◆ **EXERCISE OBJECTIVE**
Everything from the first line below through the line with "Target: mountain ridge" is to be transcribed exactly, and nothing past it.

━━━━━━━━━━━━━━━━━━━━

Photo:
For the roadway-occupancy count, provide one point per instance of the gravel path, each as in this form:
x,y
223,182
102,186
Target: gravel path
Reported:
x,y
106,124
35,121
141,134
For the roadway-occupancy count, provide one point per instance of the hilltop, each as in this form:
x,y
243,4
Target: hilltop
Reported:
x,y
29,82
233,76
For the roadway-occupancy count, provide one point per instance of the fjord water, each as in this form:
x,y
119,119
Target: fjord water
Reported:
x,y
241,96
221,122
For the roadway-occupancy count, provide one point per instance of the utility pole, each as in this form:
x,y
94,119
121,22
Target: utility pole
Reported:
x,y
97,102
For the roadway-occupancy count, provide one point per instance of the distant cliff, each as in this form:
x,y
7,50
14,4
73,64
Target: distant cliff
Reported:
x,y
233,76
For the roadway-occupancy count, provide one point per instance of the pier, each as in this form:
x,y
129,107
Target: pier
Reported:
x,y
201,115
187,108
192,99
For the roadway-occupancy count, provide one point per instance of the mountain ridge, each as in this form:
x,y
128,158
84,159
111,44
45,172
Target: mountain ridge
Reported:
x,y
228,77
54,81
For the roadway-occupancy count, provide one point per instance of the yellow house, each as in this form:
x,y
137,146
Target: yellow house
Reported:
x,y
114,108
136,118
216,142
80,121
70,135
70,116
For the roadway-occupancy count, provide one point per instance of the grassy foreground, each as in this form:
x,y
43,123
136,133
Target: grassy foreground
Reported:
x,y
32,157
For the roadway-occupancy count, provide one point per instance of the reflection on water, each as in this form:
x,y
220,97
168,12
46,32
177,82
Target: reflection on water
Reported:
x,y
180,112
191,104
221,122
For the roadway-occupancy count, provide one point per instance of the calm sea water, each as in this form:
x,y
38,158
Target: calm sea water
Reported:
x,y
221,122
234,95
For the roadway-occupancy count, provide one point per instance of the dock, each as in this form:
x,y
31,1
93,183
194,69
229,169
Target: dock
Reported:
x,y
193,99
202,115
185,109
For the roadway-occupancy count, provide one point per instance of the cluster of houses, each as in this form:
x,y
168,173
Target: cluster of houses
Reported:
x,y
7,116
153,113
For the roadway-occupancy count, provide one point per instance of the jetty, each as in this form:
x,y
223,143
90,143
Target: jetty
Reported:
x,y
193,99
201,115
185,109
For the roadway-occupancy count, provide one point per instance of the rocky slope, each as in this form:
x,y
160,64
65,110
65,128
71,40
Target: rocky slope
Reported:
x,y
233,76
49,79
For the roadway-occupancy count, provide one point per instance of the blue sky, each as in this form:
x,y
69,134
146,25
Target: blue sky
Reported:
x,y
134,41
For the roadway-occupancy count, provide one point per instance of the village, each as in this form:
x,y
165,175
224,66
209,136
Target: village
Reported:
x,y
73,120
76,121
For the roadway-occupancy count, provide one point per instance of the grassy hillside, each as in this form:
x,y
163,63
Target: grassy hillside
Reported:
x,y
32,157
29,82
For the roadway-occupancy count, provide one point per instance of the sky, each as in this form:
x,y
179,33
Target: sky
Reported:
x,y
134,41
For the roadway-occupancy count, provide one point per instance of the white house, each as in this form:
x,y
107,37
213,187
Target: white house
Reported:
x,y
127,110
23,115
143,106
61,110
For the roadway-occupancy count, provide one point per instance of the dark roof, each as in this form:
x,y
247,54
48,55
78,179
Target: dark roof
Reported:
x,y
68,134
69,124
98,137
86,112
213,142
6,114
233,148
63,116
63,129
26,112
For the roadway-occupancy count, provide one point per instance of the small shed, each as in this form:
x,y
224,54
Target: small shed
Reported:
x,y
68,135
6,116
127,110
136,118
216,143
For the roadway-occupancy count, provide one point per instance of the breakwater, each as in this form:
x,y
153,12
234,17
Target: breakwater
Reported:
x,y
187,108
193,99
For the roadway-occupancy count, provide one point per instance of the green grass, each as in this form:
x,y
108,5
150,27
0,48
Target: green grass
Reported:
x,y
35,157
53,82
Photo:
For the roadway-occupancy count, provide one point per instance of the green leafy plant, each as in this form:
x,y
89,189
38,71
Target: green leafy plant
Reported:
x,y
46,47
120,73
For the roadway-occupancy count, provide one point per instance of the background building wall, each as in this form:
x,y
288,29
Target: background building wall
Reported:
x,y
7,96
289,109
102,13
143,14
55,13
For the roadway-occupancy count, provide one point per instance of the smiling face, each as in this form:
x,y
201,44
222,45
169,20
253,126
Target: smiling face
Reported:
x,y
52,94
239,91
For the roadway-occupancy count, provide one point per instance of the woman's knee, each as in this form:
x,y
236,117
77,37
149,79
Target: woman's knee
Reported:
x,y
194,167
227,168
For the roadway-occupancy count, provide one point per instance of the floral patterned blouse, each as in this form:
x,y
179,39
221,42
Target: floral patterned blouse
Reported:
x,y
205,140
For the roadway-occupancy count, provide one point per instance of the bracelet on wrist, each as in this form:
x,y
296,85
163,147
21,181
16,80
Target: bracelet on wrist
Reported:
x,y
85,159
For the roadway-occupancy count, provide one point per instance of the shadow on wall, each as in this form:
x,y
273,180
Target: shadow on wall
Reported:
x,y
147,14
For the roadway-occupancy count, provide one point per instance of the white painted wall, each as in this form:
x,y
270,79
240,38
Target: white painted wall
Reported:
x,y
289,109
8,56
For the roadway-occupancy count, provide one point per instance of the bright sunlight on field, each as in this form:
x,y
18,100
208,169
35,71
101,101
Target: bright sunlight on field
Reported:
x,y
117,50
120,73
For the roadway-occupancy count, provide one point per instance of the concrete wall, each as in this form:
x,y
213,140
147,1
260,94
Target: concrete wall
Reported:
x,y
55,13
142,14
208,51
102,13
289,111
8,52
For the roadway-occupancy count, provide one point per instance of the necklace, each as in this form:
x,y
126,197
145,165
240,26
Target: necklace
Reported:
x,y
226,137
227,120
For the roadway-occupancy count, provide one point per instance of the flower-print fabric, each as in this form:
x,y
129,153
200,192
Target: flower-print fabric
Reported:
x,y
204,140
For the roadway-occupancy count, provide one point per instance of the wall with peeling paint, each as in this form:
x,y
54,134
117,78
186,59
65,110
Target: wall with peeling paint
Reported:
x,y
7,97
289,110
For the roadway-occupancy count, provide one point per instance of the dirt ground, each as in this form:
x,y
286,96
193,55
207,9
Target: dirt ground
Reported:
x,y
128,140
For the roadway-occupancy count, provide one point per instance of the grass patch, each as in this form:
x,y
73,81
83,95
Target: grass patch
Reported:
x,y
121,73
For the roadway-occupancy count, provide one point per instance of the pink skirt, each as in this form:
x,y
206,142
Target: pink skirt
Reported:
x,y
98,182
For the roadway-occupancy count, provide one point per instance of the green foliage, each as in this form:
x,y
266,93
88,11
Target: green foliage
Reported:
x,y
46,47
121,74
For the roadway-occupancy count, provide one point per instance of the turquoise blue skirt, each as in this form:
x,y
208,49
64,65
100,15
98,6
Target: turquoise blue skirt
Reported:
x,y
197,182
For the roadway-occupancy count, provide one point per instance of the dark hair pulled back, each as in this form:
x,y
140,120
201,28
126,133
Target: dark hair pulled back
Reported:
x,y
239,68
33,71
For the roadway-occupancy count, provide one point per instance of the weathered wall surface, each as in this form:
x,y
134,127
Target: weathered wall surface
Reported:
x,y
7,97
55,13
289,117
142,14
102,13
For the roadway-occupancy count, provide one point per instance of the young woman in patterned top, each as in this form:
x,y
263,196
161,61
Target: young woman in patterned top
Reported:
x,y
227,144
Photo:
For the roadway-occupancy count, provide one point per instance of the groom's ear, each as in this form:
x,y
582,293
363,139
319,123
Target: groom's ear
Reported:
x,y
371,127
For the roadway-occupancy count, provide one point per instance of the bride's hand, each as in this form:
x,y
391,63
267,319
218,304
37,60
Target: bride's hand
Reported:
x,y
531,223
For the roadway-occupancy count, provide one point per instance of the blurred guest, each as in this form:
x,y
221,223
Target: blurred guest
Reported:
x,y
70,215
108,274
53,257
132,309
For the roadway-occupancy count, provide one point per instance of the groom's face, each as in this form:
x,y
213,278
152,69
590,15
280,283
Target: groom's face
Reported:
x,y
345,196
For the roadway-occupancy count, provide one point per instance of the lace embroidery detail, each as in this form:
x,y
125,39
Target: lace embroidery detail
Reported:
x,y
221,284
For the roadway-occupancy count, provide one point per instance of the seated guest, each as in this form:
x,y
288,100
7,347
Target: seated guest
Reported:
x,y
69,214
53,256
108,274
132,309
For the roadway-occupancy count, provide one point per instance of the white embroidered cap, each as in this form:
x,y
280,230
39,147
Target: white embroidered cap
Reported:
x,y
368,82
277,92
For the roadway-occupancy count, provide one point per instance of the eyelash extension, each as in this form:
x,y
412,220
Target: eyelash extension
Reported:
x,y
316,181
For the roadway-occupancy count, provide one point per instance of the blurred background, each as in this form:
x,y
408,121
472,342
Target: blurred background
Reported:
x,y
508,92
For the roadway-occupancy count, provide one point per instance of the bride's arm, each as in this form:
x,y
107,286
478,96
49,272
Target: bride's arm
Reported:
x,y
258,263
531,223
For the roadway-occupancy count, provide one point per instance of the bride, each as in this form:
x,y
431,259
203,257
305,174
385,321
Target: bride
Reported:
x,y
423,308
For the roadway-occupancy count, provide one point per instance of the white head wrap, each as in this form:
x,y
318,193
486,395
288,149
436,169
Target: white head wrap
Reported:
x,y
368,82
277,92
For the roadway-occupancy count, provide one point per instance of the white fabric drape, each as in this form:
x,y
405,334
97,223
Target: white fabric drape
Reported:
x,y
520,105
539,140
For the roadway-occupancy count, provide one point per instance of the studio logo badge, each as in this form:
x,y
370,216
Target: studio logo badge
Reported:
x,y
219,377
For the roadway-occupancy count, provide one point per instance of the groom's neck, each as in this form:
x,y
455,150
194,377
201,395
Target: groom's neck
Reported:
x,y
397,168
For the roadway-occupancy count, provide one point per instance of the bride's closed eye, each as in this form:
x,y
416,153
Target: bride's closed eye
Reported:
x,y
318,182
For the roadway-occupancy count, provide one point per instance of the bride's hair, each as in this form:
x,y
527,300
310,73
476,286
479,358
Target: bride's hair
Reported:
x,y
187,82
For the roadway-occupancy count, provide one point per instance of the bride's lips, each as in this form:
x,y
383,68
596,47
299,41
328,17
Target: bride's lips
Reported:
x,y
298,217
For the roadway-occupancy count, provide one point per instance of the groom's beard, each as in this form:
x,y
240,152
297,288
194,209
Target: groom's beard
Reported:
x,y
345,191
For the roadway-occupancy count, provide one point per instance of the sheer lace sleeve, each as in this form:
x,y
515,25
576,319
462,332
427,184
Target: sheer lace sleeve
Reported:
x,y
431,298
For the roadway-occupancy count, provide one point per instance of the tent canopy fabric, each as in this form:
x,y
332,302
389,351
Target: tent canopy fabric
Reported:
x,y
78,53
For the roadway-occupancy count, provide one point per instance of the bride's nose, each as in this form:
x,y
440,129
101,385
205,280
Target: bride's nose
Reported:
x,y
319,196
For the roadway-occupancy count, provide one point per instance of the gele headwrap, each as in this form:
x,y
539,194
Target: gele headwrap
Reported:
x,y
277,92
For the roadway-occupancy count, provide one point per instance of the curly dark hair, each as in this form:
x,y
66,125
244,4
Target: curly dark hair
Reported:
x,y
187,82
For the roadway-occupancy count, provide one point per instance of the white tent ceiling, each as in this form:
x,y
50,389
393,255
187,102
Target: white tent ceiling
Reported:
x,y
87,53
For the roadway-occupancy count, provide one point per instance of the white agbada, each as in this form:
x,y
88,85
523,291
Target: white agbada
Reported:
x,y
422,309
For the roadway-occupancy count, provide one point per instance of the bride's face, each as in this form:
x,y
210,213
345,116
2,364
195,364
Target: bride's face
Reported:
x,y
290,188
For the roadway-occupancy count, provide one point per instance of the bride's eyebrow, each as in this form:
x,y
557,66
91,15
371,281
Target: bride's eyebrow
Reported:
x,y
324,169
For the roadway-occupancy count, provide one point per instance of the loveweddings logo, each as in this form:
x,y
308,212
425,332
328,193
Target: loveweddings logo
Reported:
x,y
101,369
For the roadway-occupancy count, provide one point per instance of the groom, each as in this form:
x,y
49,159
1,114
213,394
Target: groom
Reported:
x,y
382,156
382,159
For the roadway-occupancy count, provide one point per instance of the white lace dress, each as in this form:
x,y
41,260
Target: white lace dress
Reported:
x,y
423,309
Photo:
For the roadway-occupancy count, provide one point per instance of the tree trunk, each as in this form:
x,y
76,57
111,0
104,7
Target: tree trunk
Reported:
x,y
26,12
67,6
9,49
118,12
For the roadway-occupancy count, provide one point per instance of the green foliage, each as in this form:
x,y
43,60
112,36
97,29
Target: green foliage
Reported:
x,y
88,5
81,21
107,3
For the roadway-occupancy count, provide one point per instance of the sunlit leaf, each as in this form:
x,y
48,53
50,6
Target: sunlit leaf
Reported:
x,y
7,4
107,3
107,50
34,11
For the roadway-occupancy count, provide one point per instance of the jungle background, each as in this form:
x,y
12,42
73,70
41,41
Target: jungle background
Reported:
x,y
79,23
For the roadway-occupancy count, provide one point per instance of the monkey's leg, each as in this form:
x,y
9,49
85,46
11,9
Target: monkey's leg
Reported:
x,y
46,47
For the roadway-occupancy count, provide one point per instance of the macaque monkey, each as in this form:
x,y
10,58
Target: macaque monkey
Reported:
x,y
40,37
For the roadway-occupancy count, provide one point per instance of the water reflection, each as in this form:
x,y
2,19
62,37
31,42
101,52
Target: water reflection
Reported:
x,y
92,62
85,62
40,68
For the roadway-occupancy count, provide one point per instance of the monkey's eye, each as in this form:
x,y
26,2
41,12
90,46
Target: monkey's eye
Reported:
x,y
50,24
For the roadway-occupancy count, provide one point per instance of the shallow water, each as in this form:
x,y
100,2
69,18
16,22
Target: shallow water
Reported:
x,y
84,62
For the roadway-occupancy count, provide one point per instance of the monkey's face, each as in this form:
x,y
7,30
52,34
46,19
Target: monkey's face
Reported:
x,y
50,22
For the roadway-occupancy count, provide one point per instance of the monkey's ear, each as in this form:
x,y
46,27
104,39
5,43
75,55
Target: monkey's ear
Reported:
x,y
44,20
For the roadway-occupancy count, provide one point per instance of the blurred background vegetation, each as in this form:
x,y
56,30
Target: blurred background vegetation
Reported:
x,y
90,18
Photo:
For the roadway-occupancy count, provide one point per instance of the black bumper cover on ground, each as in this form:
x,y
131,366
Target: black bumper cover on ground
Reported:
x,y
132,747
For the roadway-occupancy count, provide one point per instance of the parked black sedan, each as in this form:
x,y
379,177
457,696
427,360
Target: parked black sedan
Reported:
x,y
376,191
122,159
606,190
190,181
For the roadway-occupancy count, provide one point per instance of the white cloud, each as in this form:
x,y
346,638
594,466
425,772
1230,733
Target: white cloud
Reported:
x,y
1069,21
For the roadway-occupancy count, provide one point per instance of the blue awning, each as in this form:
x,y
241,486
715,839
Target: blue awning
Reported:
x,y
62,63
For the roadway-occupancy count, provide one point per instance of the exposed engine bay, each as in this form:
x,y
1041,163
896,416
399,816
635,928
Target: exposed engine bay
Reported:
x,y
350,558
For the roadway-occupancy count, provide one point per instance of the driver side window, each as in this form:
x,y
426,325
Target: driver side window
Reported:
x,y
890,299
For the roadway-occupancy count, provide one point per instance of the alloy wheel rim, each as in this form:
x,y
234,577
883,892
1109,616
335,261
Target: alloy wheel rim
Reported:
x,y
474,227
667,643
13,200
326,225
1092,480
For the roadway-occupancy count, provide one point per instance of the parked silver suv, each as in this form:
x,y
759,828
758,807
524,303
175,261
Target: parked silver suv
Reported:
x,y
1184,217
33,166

━━━━━━━━━━━━━━━━━━━━

◆ **EXERCISE RESPONSE**
Photo:
For the roadway-occupancy count, provide one point per instance of the gravel path, each as in this form:
x,y
223,182
102,186
Target: gravel path
Reported:
x,y
106,124
35,121
141,134
For the roadway-occupancy count, provide one point per instance of the hilltop, each as in this form:
x,y
243,4
Target: hilltop
Reported:
x,y
29,82
233,76
For the roadway-occupancy count, provide one point per instance of the fjord water, each as in this form:
x,y
119,119
Target: fjord water
Reported:
x,y
241,96
221,122
For the roadway-occupancy count, provide one point per instance of the utility pole, each as in this form:
x,y
94,119
121,22
Target: utility pole
Reported:
x,y
97,102
For the roadway-occupancy count, provide one point per instance of the distant cliff, each as in this form:
x,y
7,50
14,4
73,64
Target: distant cliff
Reported:
x,y
233,76
For the roadway-occupancy count, provide one point per instance of the pier, each as in this form:
x,y
129,107
Target: pier
Reported:
x,y
201,115
187,108
192,99
For the roadway-occupancy count, provide one point per instance of the mountain ridge, each as in this form:
x,y
128,158
84,159
111,44
45,172
Target: mountain ridge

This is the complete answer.